ASSIGNED TASK:
Reproduce all the data verbatim.

RECORDS FOR THE EXERCISE:
----
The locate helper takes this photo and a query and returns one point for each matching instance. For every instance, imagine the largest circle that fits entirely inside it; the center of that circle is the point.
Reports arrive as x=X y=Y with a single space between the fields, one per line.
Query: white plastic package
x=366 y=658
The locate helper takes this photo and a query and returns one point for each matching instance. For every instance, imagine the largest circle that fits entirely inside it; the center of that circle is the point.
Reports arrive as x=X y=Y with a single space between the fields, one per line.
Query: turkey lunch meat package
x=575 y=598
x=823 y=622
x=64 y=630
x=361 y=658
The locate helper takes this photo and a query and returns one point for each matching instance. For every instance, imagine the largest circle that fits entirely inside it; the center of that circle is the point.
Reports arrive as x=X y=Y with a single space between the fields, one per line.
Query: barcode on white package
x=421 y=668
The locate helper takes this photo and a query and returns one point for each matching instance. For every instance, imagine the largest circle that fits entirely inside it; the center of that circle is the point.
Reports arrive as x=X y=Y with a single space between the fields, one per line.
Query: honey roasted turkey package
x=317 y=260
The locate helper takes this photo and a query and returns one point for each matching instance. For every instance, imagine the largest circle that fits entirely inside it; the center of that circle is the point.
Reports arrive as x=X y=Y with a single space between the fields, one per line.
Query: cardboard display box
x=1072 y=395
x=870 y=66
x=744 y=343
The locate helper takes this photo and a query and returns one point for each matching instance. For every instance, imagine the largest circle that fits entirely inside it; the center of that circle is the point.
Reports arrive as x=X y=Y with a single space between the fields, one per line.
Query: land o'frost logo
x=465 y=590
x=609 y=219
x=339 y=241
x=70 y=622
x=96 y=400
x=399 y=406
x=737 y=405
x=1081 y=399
----
EXERCISE ANSWER:
The locate helper takes this photo and a query and returns one point for each matching instance. For every instance, imagine the largest circle that fits entirely inside it; the center of that circle is the point.
Reports arrive as x=X y=Y with a single space between the fields, one per line.
Query: white plastic package
x=366 y=658
The locate helper takes this photo and a query and returns one point for each matching instance. For every instance, imagine the largest circle that fits entirely inside it; the center of that circle is the point.
Reports arrive as x=X y=Y with a single space between the fields, one per line.
Query: turkey lunch meat package
x=575 y=598
x=823 y=622
x=64 y=630
x=361 y=658
The locate helper takes this photo and a query and returns one point for each matching instance. For every instance, imagine the largest circle that fits entirely inside it; the center of that circle is the point.
Reports arrive as x=X y=Y with a single space between the fields, one per line.
Query: barcode on white package
x=421 y=668
The locate helper takes this photo and a query and returns one point for each matching instance. For every instance, imagine the largest circle that fits entirely inside it; the center of that circle is the point.
Reports arrive as x=X y=Y with a single space between the fields, one per line.
Query: honey roasted turkey package
x=317 y=260
The locate helper takes this photo and a query and returns one point for each matching instance. For every instance, imagine the largest circle that fits entirely inside it; the center of that circle is the point.
Reports arrive as x=X y=Y with a single space between the fields, one per line.
Query: cardboard display box
x=1072 y=395
x=870 y=66
x=744 y=343
The locate helper takes this photo and a query and returns one point for each matching instance. For every instance, imagine the largest circle that fits entirely inside it; the center of that circle is the point.
Reports arrive as x=X y=Y with a single space between the fields, one per line.
Query: land o'frost logo
x=465 y=590
x=609 y=219
x=339 y=241
x=70 y=622
x=96 y=400
x=399 y=406
x=737 y=405
x=1081 y=399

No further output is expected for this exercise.